__STATED PROBLEM A__:
Repeat the stretch from "The Broken Girls by" through "against black background." in the book review passage, switching "ghost" to "spirit".

__SOURCE PASSAGE__:
Cover of The Broken Girls. Woman in red coat in front of blurred out institutional building.

The Broken Girls by Simone St. James***: 3.5. At a school for “troubled” girls, a group of young women bond over their shared trauma and a vengeful ghost, until one of their own goes missing without a trace; in the present, a young woman grapples with her sister’s murder at the abandoned school, as well as the mysterious deaths at the location. This was the first book I read by St. James; it took me a few chapters to recognize I was rereading it, which reminded me that I always felt the ending of the past mystery felt a little tacked on. 

The cover of The House of Small Shadows. Broken porcelain doll arms and legs against black background.

The House of Small Shadows by Adam Nevill: 3. After several tragedies— a missing childhood friend, mental health issues, a bullying incident, and a miscarriage— Catherine takes a job in her home town cataloguing a doll and puppet collection that has a mind of its own. This book is essentially my partner’s worst nightmare— haunted dolls abound— and Nevill tries to wrap it in a neater bow than he usually does, but so many of his books leave me wanting just a little more than the atmosphere he’s willing to give.

***From what I’ve read of Simone St. James, she blends the beats of crime mystery with a supernatural force in every book. Best of both worlds if you’re a true crime lover who just wants a ghost to pop up and testify now and then. 

Two Sentence Book Reviews

I’m at least 50% back on my shit. Which means after a long period of sleeping a lot and trying to manage my chronic health issues, I’m reading and writing again. Unfortunately, while I was off both of those, I was still adding books to my to-read list. I’m Sisyphus on Everest at this point.

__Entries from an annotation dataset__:
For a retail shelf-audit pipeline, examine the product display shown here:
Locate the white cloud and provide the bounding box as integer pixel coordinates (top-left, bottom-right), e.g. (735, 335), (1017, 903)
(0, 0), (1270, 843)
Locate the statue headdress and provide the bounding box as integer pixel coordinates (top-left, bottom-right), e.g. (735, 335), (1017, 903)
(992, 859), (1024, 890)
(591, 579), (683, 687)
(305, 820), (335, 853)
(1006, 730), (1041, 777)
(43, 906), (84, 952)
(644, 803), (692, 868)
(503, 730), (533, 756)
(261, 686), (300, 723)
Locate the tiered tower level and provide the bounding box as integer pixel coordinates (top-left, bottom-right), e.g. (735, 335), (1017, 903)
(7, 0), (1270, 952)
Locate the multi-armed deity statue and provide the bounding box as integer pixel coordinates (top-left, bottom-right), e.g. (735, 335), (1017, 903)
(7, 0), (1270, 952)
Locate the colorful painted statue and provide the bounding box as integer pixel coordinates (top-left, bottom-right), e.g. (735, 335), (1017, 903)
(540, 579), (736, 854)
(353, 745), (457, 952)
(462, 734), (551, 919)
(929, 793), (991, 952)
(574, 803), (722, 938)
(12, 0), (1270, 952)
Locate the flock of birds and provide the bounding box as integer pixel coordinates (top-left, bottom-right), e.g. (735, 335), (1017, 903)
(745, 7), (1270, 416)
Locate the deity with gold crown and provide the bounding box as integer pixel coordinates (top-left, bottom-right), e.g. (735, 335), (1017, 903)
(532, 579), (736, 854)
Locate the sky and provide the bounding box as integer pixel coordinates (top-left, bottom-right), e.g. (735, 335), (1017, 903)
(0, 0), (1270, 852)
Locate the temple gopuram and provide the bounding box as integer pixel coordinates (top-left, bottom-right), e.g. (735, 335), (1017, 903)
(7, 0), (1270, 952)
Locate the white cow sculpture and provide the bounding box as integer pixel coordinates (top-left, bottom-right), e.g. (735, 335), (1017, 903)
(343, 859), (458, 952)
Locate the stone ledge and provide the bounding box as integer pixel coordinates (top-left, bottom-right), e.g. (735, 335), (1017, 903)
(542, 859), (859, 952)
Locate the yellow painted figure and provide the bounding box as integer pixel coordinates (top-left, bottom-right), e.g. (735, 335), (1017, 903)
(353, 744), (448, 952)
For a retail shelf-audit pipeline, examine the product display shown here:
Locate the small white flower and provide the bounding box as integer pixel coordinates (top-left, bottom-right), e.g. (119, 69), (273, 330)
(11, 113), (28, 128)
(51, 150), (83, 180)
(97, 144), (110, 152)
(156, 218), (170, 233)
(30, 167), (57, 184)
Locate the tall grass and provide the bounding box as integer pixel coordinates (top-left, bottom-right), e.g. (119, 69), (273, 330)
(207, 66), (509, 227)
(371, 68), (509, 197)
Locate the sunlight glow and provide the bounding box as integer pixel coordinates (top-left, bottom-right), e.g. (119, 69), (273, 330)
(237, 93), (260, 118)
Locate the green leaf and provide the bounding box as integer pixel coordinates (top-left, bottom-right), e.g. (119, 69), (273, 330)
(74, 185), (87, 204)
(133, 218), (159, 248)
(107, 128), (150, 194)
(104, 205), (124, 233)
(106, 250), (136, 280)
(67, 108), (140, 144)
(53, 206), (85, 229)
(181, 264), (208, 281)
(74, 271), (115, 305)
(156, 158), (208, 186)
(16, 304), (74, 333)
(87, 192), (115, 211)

__STATED PROBLEM B__:
Render the stretch of the records from the line containing "Locate the yellow" through the line containing "(353, 744), (448, 952)" as a JSON list of strings, one string per line, with blank lines omitted.

__EXERCISE SOLUTION A__:
The Broken Girls by Simone St. James***: 3.5. At a school for “troubled” girls, a group of young women bond over their shared trauma and a vengeful spirit, until one of their own goes missing without a trace; in the present, a young woman grapples with her sister’s murder at the abandoned school, as well as the mysterious deaths at the location. This was the first book I read by St. James; it took me a few chapters to recognize I was rereading it, which reminded me that I always felt the ending of the past mystery felt a little tacked on. 

The cover of The House of Small Shadows. Broken porcelain doll arms and legs against black background.

__EXERCISE SOLUTION B__:
[
  "Locate the yellow painted figure and provide the bounding box as integer pixel coordinates (top-left, bottom-right), e.g. (735, 335), (1017, 903)",
  "(353, 744), (448, 952)"
]